- [Provided text]
Record of the Discussions of Rajani Palme Dutt with M.K. Gandhi, Sardar Patel and Jawaharlal Nehru
(4th, 8th and 9th April, 1946)
Introduction
The British Communist Rajani Palme Dutt is rightly remembered in this country for his book ‘India Today’ which is still unsurpassed as a Marxist introduction to modern Indian history finding its match and complement only in the awesome volume by A. M. Dyakov, ‘India in the Period During and After the Second World War 1939-1949’, Moscow, 1952 (in Russian). Born in Cambridge where his father was a doctor in a working class area, from early childhood R.P. Dutt came into contact with many of the legendary figures of the Indian independence movement who visited this university town A founding member of the Communist Party of Great Britain and an expert on Indian questions he was a stalwart supporter of Indian independence and made important interventions in the communist movement in this country, notably in convincing the CPI in 1946 to modify its approach to the Pakistan question. Despite his family links with India the British authorities did not grant him permission to visit the subcontinent until the time of the visit of the British Cabinet Mission in 1946. At that time he was Vice-Chairman of the Communist Party of Great Britain. While in India R.P. Dutt functioned as a correspondent of The Daily Worker and conducted interviews with the leadership of the Congress Party.
The interviews with the Congress leaders on the eve of political independence and partition indicate the political concern of R.P. Dutt to smoothen the way of co-operation internationally between the Communist movement, the democratic camp and the national movement, and, as a corollary of this to explore the possibilities of building broader links between the Congress Party and the Communist Party of India, on lines analogous to the relations in Britain between the Communist Party of Great Britain and the ruling Labour Party in the post-war period, in order to facilitate a broad programme of national reconstruction.

- [Record extracts]
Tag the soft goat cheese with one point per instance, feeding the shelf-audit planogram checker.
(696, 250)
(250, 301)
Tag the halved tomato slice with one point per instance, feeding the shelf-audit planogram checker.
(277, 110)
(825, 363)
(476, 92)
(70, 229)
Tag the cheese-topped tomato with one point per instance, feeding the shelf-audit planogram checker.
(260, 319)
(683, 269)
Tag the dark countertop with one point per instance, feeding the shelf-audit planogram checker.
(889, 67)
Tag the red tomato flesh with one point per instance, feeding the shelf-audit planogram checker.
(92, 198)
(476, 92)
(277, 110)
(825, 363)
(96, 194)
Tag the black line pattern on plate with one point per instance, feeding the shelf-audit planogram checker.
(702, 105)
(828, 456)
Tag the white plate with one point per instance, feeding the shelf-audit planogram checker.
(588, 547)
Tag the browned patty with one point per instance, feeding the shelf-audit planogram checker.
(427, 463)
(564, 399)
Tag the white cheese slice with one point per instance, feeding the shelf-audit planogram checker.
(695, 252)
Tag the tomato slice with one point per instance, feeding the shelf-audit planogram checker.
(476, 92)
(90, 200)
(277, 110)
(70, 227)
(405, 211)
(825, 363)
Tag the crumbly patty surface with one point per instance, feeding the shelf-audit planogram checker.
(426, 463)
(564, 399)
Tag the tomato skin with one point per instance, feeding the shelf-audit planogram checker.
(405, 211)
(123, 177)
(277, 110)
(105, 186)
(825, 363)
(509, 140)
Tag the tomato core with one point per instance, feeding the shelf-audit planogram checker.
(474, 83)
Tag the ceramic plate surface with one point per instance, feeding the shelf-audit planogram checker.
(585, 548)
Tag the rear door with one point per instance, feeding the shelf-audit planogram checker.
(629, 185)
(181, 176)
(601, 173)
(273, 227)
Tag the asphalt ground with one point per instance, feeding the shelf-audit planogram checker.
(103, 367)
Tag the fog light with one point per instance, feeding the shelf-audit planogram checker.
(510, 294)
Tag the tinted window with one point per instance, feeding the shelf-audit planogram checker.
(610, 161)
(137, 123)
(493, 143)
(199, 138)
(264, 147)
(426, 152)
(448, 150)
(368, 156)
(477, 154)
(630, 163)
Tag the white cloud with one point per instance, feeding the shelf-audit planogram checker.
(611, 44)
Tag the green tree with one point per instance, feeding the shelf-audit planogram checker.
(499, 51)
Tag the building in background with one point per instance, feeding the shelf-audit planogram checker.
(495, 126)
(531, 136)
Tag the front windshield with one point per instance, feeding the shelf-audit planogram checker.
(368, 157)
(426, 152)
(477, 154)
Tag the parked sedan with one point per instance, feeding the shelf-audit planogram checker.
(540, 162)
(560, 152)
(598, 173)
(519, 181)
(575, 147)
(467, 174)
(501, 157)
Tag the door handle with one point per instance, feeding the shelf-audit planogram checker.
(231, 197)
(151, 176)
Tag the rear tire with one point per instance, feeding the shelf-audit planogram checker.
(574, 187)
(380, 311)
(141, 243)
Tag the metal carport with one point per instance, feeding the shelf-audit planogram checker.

- [Set problem]
Continue the introduction to the record of Rajani Palme Dutt's 1946 discussions with Gandhi, Patel and Nehru from the point where it stops.

- [Output of the task]
This task was not an easy one because of the collisions of the two parties in the 1940s on the ‘August revolution’ of 1942 which was seen by the CPI as an event which assisted the very real threat of the Japanese fascist invasion of India at a conjuncture when the international democratic forces were exerting every nerve to defeat Nazism and Fascism; and, the differences of the two on the stand to be adopted on the demand for Pakistan by the Muslim League. These differences widened as the Congress established an ‘enquiry’ into the CPI line at the All-India Congress Committee meeting in September 1945 and took the decision to bar members of the CPI from holding positions of responsibility in the Congress. Differences were marked on the refusal of the Congress Party to reach an agreement with the Muslim League which contributed to the weakening of the anti-colonial struggle against the British and the failure to create a united Indian state on the basis of a voluntary union. The interviews reveal these frictions between the CPI and the Congress: on Congress-League unity in addition to the tensions which arose from the militant role of the CPI in the revolt of the naval ratings in 1946. Sardar Patel posed these questions in the sharpest fashion.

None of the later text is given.